===== Records for this exercise =====

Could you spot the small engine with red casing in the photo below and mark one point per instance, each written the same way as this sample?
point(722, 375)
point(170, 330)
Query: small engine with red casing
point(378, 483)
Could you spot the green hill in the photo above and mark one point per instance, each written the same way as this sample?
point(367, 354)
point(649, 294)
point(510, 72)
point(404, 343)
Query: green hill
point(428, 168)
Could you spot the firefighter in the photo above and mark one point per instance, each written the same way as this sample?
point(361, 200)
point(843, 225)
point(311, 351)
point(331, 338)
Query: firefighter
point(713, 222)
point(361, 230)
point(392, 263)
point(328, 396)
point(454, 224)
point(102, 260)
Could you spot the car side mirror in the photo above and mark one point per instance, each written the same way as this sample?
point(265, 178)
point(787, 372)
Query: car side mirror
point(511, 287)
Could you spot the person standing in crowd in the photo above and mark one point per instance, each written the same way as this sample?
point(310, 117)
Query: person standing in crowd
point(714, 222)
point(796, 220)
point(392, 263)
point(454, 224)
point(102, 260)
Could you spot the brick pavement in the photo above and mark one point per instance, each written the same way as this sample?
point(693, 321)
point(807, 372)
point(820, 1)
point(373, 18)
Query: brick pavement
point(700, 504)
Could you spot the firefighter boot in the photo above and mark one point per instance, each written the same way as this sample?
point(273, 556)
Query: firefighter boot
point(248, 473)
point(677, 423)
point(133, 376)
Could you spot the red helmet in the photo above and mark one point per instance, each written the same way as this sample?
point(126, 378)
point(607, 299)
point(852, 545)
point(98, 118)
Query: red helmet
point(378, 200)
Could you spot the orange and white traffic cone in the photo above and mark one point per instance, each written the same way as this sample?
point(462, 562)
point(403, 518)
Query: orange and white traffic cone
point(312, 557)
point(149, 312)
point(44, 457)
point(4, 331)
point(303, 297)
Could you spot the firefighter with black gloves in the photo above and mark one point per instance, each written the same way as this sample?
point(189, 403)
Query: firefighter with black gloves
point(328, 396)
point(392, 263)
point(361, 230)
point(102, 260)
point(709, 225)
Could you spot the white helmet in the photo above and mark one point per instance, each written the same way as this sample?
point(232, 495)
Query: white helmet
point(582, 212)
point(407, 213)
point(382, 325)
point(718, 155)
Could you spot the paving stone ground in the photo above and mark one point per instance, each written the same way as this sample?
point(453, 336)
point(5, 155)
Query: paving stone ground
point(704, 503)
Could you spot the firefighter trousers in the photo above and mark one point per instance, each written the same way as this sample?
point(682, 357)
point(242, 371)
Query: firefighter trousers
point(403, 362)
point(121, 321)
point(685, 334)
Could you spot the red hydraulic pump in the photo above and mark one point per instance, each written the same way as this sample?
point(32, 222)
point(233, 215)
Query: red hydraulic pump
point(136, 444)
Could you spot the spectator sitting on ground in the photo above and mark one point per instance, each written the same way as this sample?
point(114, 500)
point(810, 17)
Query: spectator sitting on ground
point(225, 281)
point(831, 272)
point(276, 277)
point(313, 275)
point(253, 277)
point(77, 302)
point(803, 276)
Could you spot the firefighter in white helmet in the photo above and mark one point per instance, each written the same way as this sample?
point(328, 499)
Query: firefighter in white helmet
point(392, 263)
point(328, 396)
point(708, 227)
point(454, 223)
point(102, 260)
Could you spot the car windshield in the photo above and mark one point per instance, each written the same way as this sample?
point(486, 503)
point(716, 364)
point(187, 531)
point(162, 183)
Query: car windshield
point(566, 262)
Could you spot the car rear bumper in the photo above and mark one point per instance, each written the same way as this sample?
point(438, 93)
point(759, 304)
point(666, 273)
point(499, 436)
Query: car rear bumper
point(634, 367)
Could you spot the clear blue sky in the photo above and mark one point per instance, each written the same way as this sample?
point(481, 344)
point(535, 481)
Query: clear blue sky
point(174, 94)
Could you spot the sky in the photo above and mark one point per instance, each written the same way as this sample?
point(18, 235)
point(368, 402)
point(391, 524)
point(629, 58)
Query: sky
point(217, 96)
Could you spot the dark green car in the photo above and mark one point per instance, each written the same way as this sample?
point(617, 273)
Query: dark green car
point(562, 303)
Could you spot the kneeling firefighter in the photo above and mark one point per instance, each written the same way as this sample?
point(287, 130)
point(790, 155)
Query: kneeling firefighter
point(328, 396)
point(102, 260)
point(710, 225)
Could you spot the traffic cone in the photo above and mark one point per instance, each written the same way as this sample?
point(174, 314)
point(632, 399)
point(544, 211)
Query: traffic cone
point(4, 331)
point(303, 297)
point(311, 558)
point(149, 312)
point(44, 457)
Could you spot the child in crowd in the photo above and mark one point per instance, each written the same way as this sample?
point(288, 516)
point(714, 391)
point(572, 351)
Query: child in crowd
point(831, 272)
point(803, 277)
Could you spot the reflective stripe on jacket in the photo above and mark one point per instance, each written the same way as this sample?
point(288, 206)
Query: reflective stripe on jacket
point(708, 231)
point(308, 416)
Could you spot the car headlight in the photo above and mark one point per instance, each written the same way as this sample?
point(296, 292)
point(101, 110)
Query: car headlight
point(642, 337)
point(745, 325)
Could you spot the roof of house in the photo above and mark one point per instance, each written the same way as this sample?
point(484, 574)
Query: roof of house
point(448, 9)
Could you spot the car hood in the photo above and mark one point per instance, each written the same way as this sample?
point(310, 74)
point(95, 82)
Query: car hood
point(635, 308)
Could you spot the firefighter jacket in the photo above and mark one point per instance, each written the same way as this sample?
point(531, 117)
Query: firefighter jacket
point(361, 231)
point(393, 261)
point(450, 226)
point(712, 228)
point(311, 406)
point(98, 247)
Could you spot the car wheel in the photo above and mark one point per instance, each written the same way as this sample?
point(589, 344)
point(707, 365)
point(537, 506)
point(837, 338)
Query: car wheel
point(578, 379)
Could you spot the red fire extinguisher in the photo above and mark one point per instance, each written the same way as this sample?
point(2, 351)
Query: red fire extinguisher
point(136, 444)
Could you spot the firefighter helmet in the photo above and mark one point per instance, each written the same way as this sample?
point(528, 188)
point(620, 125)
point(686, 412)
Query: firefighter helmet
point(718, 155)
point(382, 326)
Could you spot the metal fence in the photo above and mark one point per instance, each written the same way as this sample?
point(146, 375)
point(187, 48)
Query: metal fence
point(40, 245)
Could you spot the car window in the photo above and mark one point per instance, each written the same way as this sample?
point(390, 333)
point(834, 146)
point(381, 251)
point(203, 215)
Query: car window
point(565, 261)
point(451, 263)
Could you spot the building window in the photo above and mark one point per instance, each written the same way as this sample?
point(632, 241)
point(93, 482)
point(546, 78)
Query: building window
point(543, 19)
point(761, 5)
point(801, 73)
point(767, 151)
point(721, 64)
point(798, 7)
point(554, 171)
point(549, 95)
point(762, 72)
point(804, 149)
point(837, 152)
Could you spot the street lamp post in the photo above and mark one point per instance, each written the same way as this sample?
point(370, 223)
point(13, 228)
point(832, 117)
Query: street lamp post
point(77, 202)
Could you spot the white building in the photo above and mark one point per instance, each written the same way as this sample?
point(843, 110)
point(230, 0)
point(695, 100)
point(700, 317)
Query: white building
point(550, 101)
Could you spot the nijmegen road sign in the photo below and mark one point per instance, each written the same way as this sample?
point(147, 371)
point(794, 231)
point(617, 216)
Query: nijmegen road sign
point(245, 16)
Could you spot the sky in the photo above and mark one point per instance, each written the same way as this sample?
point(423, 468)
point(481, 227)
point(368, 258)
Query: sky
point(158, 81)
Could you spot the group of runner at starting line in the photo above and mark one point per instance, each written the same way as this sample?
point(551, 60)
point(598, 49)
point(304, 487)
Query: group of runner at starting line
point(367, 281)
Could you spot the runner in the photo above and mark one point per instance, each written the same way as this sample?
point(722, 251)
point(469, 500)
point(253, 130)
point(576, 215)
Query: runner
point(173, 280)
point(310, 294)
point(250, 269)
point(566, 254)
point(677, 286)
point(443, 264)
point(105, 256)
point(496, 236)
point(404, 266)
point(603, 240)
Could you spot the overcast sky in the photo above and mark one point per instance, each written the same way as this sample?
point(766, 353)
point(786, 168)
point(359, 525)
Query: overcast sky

=====
===== Records for this exercise =====

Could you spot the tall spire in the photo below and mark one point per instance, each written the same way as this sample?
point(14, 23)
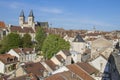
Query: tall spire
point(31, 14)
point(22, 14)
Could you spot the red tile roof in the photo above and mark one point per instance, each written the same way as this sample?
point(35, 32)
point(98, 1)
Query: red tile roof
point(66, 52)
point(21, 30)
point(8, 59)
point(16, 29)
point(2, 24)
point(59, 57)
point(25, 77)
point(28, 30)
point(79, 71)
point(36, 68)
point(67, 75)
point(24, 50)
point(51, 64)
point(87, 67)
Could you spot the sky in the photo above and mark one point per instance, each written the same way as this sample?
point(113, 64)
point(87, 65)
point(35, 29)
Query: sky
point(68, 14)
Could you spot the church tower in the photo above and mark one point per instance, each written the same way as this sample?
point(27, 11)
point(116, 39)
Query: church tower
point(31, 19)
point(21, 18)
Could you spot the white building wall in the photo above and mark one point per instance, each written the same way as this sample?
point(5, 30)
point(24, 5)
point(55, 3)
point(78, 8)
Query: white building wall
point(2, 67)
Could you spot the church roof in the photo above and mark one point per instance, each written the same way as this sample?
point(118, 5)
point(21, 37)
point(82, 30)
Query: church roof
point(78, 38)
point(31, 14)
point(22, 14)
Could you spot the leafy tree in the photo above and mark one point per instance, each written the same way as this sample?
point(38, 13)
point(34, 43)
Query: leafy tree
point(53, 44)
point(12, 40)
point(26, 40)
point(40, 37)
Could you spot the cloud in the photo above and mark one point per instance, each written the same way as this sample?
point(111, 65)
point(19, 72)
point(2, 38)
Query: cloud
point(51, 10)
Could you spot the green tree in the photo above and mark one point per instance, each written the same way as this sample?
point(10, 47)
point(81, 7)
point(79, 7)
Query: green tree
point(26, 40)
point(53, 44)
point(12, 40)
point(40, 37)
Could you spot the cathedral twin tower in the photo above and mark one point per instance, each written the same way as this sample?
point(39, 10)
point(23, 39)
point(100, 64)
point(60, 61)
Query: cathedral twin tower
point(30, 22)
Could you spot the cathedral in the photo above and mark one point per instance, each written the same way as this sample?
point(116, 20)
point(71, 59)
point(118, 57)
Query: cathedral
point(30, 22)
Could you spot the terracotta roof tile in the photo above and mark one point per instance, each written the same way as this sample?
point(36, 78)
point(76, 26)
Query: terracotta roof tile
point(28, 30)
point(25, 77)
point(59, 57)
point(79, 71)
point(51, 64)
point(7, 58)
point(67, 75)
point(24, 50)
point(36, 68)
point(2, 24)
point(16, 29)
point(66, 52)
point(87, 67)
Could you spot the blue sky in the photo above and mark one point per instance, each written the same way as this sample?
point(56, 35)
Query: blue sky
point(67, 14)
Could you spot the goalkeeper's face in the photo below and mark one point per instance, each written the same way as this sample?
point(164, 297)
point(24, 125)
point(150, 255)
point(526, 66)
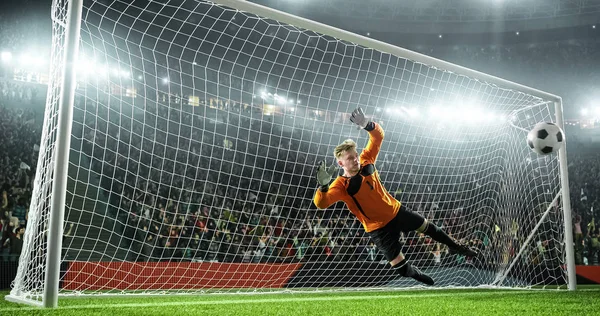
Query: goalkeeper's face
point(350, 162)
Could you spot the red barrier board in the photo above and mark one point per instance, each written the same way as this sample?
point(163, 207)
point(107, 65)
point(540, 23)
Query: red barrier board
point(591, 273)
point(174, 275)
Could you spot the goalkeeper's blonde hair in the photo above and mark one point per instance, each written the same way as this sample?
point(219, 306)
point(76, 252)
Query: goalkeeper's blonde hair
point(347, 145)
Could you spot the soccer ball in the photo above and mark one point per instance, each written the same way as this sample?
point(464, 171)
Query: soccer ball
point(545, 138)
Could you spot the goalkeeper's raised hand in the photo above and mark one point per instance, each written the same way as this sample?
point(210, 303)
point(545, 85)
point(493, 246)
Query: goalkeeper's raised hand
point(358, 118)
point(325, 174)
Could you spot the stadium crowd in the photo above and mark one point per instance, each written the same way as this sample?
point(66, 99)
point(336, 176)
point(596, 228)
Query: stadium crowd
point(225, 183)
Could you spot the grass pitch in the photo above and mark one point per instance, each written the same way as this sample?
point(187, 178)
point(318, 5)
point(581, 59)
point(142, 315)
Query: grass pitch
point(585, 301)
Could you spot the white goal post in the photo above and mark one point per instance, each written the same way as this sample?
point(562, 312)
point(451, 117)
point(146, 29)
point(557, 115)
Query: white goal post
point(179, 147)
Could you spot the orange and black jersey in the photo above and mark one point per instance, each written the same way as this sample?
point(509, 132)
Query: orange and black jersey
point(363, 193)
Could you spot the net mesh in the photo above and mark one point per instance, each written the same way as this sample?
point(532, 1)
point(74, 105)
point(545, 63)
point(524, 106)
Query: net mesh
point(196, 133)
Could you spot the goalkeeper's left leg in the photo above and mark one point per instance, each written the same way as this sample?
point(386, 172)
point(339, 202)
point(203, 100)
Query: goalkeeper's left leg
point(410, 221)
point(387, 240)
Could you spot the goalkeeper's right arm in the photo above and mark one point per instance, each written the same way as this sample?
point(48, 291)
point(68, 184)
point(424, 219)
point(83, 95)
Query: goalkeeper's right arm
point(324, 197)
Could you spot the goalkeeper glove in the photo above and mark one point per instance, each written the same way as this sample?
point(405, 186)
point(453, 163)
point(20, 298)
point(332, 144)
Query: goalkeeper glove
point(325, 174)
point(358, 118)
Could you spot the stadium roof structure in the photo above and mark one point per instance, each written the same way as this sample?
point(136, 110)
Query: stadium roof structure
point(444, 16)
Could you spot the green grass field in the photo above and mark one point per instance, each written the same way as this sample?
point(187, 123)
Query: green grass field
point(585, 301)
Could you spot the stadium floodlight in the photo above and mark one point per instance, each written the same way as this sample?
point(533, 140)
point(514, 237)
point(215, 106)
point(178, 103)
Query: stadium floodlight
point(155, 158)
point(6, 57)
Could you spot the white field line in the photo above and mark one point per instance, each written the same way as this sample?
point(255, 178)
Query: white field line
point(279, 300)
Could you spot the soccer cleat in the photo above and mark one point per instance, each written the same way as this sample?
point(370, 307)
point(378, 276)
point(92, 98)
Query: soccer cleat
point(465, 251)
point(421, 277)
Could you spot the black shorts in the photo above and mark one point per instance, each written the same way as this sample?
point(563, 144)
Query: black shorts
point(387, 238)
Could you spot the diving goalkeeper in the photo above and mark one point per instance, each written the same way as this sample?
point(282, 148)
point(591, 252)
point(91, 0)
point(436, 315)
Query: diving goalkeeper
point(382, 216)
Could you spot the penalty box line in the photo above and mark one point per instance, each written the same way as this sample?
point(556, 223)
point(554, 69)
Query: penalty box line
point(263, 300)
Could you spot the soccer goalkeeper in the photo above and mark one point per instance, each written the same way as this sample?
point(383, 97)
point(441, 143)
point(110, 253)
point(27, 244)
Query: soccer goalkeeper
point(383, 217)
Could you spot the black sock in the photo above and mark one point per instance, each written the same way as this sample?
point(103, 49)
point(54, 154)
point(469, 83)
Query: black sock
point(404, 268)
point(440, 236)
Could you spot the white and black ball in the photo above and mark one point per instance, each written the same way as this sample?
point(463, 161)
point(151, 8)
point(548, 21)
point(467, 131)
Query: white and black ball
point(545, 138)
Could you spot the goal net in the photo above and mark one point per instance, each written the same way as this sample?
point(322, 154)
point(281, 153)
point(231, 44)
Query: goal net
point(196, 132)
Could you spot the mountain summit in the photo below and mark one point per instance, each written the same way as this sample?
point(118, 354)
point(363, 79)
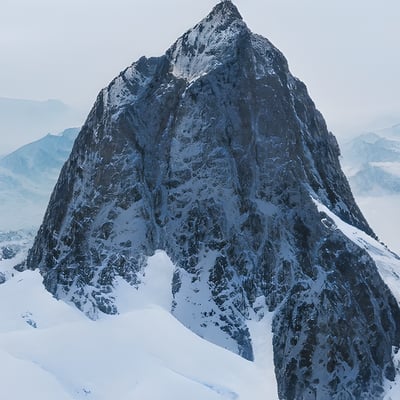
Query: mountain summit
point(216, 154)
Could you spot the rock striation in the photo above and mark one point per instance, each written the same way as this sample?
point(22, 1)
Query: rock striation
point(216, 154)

=====

- Aim of the exercise
Could you print, word for word, the lines above starting at the one containing "Could you spot the firefighter boot" and ending at the one containing "point(133, 376)", with both of those lines included?

- Full output
Could you spot the firefighter boot in the photo above and mark one point per instance, each written the same way as this sample?
point(273, 556)
Query: firefighter boot
point(248, 473)
point(677, 423)
point(133, 376)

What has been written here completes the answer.